## TO BE DONE
Copy out every one of the records below, line for line, with the pictures left out.

· · · · ·

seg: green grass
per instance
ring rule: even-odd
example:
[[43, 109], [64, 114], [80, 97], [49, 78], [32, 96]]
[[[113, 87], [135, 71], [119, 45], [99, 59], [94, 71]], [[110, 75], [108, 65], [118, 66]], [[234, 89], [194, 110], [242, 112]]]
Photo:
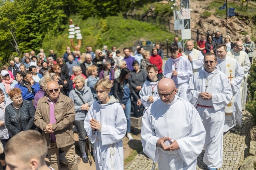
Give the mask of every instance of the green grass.
[[[117, 48], [133, 46], [140, 38], [154, 42], [165, 42], [167, 39], [173, 39], [175, 35], [164, 30], [160, 26], [153, 25], [145, 22], [125, 20], [119, 16], [108, 17], [105, 19], [90, 17], [83, 20], [79, 16], [71, 17], [75, 24], [80, 27], [83, 37], [80, 51], [86, 51], [87, 46], [90, 46], [93, 51], [101, 49], [104, 45], [109, 49], [115, 46]], [[45, 51], [52, 49], [58, 56], [62, 56], [65, 48], [70, 45], [68, 38], [68, 25], [61, 34], [53, 36], [49, 31], [43, 41], [43, 48]], [[74, 39], [74, 45], [77, 41]], [[73, 50], [73, 49], [72, 49]]]
[[124, 165], [125, 165], [134, 159], [134, 158], [135, 158], [135, 156], [143, 150], [142, 145], [141, 143], [140, 143], [140, 144], [137, 146], [136, 150], [133, 151], [130, 155], [124, 160]]
[[[217, 17], [222, 18], [225, 18], [226, 17], [226, 9], [219, 10], [219, 7], [223, 5], [224, 1], [223, 0], [214, 0], [211, 2], [208, 7], [209, 9], [215, 9], [214, 14]], [[242, 9], [242, 4], [241, 1], [234, 2], [228, 1], [228, 8], [235, 7], [235, 12], [238, 13], [243, 16], [248, 16], [249, 18], [254, 17], [256, 15], [256, 12], [255, 8], [255, 5], [251, 4], [248, 2], [247, 10], [245, 11], [246, 9], [246, 2], [244, 2]]]

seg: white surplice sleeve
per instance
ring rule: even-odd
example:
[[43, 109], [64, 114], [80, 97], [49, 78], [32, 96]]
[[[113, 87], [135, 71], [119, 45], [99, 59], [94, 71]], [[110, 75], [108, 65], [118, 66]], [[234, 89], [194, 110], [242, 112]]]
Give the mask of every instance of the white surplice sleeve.
[[[100, 134], [103, 146], [116, 143], [122, 140], [126, 133], [127, 121], [124, 109], [120, 104], [115, 104], [115, 126], [101, 124]], [[104, 122], [107, 123], [108, 122]]]
[[202, 52], [200, 51], [198, 56], [198, 60], [193, 59], [192, 66], [193, 69], [199, 69], [203, 66], [203, 55]]
[[222, 88], [221, 93], [212, 94], [212, 98], [211, 100], [212, 101], [213, 106], [216, 111], [221, 110], [227, 106], [230, 102], [232, 97], [232, 89], [229, 81], [226, 75], [223, 74], [223, 75], [222, 77], [223, 77], [222, 84], [220, 85], [222, 86], [220, 88]]
[[190, 78], [189, 83], [188, 84], [188, 88], [187, 90], [187, 96], [188, 100], [190, 103], [195, 107], [196, 107], [196, 105], [198, 104], [199, 94], [200, 92], [195, 89], [194, 85], [196, 84], [195, 80], [197, 79], [198, 76], [198, 74], [199, 73], [197, 72], [193, 75]]
[[154, 129], [155, 119], [151, 113], [152, 105], [150, 105], [142, 117], [141, 138], [143, 151], [154, 162], [156, 162], [159, 157], [156, 142], [159, 138], [156, 136]]
[[190, 78], [193, 75], [192, 66], [189, 60], [186, 60], [182, 61], [182, 65], [184, 67], [183, 68], [185, 68], [185, 70], [183, 71], [177, 71], [178, 75], [176, 76], [177, 76], [177, 82], [178, 84], [188, 83]]
[[149, 96], [147, 95], [146, 91], [146, 87], [145, 84], [146, 83], [146, 82], [144, 82], [143, 85], [142, 85], [142, 87], [141, 88], [141, 89], [140, 91], [140, 97], [141, 98], [140, 100], [141, 101], [142, 105], [146, 109], [150, 104], [150, 102], [147, 101]]
[[244, 72], [244, 76], [247, 78], [249, 72], [249, 69], [251, 68], [251, 63], [250, 60], [249, 59], [249, 56], [247, 54], [245, 54], [245, 57], [244, 58], [244, 62], [243, 66], [243, 69]]
[[172, 76], [172, 69], [171, 60], [168, 60], [165, 62], [165, 67], [163, 68], [163, 74], [165, 77], [171, 78]]
[[176, 140], [180, 147], [178, 150], [180, 155], [187, 165], [193, 162], [201, 153], [205, 138], [205, 131], [199, 114], [191, 105], [188, 109], [191, 132], [186, 137]]
[[90, 107], [87, 113], [85, 119], [84, 119], [84, 129], [87, 132], [87, 136], [90, 139], [92, 143], [94, 143], [96, 140], [98, 131], [95, 131], [93, 130], [90, 124], [90, 120], [92, 118], [95, 118], [94, 116], [93, 104]]
[[240, 65], [238, 62], [236, 60], [236, 73], [234, 78], [230, 82], [232, 84], [231, 87], [233, 91], [233, 96], [235, 95], [238, 90], [240, 90], [242, 80], [244, 76], [244, 72], [243, 68]]

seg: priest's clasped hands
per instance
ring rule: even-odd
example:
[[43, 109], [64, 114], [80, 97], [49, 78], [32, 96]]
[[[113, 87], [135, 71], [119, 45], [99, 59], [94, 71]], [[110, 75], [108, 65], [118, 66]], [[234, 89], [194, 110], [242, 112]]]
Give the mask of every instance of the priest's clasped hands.
[[204, 100], [208, 100], [212, 98], [212, 95], [208, 92], [201, 92], [199, 93], [199, 97]]
[[89, 123], [91, 125], [91, 128], [93, 129], [93, 130], [96, 130], [98, 131], [100, 129], [100, 126], [101, 125], [100, 123], [100, 122], [97, 121], [93, 118], [90, 120]]
[[166, 146], [164, 143], [168, 140], [171, 141], [172, 139], [169, 137], [166, 137], [159, 139], [156, 141], [156, 146], [162, 148], [165, 151], [175, 151], [180, 149], [180, 147], [177, 141], [173, 140], [172, 144], [169, 146]]

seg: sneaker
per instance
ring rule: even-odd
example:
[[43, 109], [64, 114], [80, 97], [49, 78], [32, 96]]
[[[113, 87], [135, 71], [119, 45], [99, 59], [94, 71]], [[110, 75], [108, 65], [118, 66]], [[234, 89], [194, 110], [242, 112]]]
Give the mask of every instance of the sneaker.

· · · · ·

## FINAL RESULT
seg: green grass
per instance
ring rule: even-odd
example:
[[43, 109], [64, 114], [80, 97], [49, 78], [32, 96]]
[[[113, 87], [135, 71], [119, 45], [99, 59], [94, 71]], [[110, 75], [108, 65], [118, 66]], [[234, 89], [194, 110], [242, 112]]]
Photo:
Give the mask of every instance of the green grass.
[[[117, 48], [133, 46], [140, 38], [154, 42], [165, 42], [167, 39], [173, 39], [175, 35], [164, 30], [160, 26], [153, 25], [145, 22], [125, 20], [119, 16], [108, 17], [105, 19], [90, 17], [83, 20], [79, 16], [71, 17], [75, 24], [80, 27], [83, 37], [80, 51], [86, 51], [87, 46], [90, 46], [93, 51], [101, 49], [104, 45], [109, 49], [115, 46]], [[45, 51], [52, 49], [58, 56], [62, 56], [65, 48], [70, 45], [68, 38], [68, 25], [61, 34], [53, 36], [49, 31], [43, 41], [43, 48]], [[74, 39], [74, 45], [77, 41]], [[73, 50], [73, 49], [72, 49]]]
[[124, 165], [125, 165], [134, 159], [134, 158], [135, 158], [135, 156], [143, 150], [142, 145], [141, 143], [140, 143], [140, 144], [137, 146], [136, 150], [133, 151], [130, 155], [124, 160]]
[[[217, 17], [222, 18], [225, 18], [226, 17], [226, 9], [219, 10], [219, 7], [223, 5], [224, 1], [223, 0], [214, 0], [211, 2], [208, 7], [209, 9], [215, 9], [214, 14]], [[242, 9], [242, 4], [241, 1], [234, 2], [228, 1], [228, 8], [235, 7], [235, 12], [238, 13], [243, 16], [248, 16], [249, 18], [254, 17], [256, 15], [256, 12], [255, 8], [255, 5], [251, 4], [248, 2], [247, 10], [245, 11], [246, 9], [246, 2], [244, 2]]]

seg: white surplice sleeve
per instance
ring rule: even-odd
example:
[[43, 109], [64, 114], [80, 97], [49, 78], [32, 96]]
[[[113, 87], [135, 71], [119, 45], [99, 59], [94, 71]], [[110, 75], [108, 65], [118, 66]], [[234, 89], [194, 110], [242, 112]]]
Give the mask of every instance of the white surplice sleeve.
[[[100, 134], [103, 146], [116, 143], [122, 140], [126, 133], [127, 121], [124, 109], [120, 104], [115, 104], [115, 126], [101, 124]], [[104, 122], [107, 123], [108, 122]]]
[[202, 52], [200, 51], [198, 56], [198, 60], [193, 59], [192, 66], [193, 69], [199, 69], [203, 66], [203, 55]]
[[222, 88], [221, 93], [212, 94], [212, 98], [211, 100], [212, 101], [213, 106], [216, 111], [221, 110], [227, 106], [230, 102], [232, 97], [232, 89], [229, 81], [226, 75], [223, 74], [223, 75], [222, 77], [223, 77], [222, 84], [220, 85], [222, 86], [220, 88]]
[[190, 78], [189, 83], [188, 84], [188, 88], [187, 90], [187, 96], [188, 100], [190, 103], [195, 107], [196, 107], [196, 105], [198, 104], [199, 94], [200, 92], [195, 89], [194, 85], [196, 84], [195, 80], [197, 79], [198, 76], [198, 74], [199, 73], [197, 72], [193, 75]]
[[154, 129], [155, 119], [151, 113], [152, 105], [150, 105], [142, 117], [141, 138], [143, 151], [154, 162], [156, 162], [159, 157], [156, 142], [159, 138], [156, 136]]
[[190, 78], [193, 75], [192, 66], [189, 60], [186, 60], [182, 61], [182, 65], [184, 67], [183, 68], [185, 68], [185, 70], [183, 71], [177, 71], [178, 75], [176, 76], [177, 76], [177, 82], [178, 84], [188, 83]]
[[149, 96], [147, 95], [146, 91], [146, 87], [145, 84], [146, 83], [146, 82], [144, 82], [143, 85], [142, 85], [142, 87], [141, 88], [141, 89], [140, 91], [140, 97], [141, 98], [140, 100], [141, 101], [142, 105], [146, 109], [150, 104], [150, 102], [147, 101]]
[[244, 72], [244, 76], [247, 78], [249, 72], [249, 69], [251, 68], [251, 63], [250, 60], [249, 59], [249, 56], [247, 54], [245, 54], [245, 57], [244, 58], [244, 62], [243, 66], [243, 69]]
[[172, 76], [172, 69], [171, 60], [168, 60], [165, 62], [165, 67], [163, 68], [163, 74], [165, 77], [171, 78]]
[[176, 140], [180, 147], [178, 150], [180, 155], [187, 165], [193, 162], [201, 153], [205, 138], [205, 131], [199, 114], [191, 105], [188, 109], [191, 132], [186, 137]]
[[90, 107], [87, 113], [85, 119], [84, 119], [84, 129], [87, 132], [87, 136], [90, 139], [92, 143], [94, 143], [96, 140], [98, 131], [95, 131], [93, 130], [90, 124], [90, 120], [92, 118], [95, 118], [94, 116], [93, 104]]
[[240, 65], [238, 62], [236, 60], [236, 73], [234, 78], [230, 82], [232, 84], [231, 87], [233, 91], [233, 96], [235, 95], [238, 90], [240, 90], [242, 80], [244, 76], [244, 72], [243, 68]]

seg: priest's clasped hands
per instance
ring rule: even-odd
example:
[[43, 109], [64, 114], [80, 97], [49, 78], [32, 96]]
[[[113, 87], [135, 71], [119, 45], [99, 59], [94, 71]], [[110, 75], [108, 65], [118, 66]], [[234, 89], [194, 110], [242, 112]]]
Give the mask of every instance of the priest's clasped hands.
[[204, 100], [208, 100], [212, 98], [212, 95], [208, 92], [201, 92], [199, 93], [199, 97]]
[[89, 123], [91, 125], [91, 128], [93, 129], [93, 130], [96, 130], [98, 131], [100, 129], [100, 126], [101, 125], [100, 123], [100, 122], [97, 121], [93, 118], [90, 120]]
[[166, 146], [164, 143], [168, 140], [171, 141], [172, 139], [169, 137], [166, 137], [159, 139], [156, 141], [156, 146], [162, 148], [165, 151], [175, 151], [180, 149], [180, 147], [177, 141], [173, 140], [172, 144], [169, 146]]

seg: sneaker
per instance
ring rule: even-odd
example:
[[43, 109], [64, 114], [80, 97], [49, 78], [32, 96]]
[[[113, 87], [135, 71], [119, 45], [99, 59], [94, 71]], [[110, 75], [108, 65], [118, 66]], [[234, 89], [194, 110], [242, 112]]]
Give the mask of every instance of the sneaker.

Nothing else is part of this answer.